GIVEN REQUEST
Copy the stretch from the line that contains "Label the overcast" through the end of the entries, replacing "background forest" with "distant treeline" and leaving everything else unchanged.

>> Begin EXERCISE MATERIAL

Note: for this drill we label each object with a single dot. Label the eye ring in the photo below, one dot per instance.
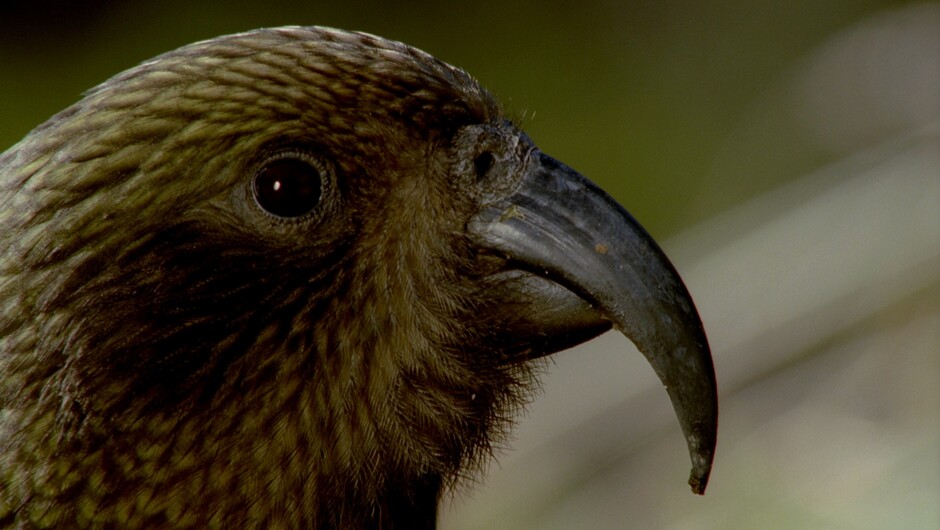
(289, 185)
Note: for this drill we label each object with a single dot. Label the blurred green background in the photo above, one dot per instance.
(643, 97)
(787, 155)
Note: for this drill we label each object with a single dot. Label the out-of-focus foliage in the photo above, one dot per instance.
(643, 97)
(795, 147)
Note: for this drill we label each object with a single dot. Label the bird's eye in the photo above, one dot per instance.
(288, 185)
(483, 162)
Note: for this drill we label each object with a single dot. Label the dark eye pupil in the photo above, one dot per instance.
(288, 187)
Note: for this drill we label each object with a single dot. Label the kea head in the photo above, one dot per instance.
(300, 275)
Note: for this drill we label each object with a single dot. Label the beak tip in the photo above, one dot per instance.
(702, 456)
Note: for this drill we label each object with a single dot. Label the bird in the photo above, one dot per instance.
(301, 277)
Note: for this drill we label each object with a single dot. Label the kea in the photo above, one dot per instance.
(300, 278)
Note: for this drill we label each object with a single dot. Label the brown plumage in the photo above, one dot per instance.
(260, 281)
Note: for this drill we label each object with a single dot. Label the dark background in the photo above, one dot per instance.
(787, 154)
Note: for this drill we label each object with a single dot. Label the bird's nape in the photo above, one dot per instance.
(297, 277)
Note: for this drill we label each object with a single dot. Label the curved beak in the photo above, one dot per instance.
(561, 227)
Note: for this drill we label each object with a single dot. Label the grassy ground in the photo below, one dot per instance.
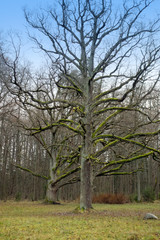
(36, 221)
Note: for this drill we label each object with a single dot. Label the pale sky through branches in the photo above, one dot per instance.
(12, 19)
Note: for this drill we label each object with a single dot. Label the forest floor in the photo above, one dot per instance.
(36, 221)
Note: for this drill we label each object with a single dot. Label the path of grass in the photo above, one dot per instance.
(35, 221)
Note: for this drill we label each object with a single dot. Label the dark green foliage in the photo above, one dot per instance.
(148, 195)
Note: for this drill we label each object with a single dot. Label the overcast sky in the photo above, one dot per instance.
(12, 18)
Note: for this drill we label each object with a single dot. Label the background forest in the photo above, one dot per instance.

>> End EXERCISE MATERIAL

CORRECT RESULT
Note: for this drill we label each object with a single dot. Label the overcast sky in the photo above, one dot per instance.
(12, 18)
Note: for this drill we label each object with a single dot. Label the distant treeline in the photo above, one dot per instance.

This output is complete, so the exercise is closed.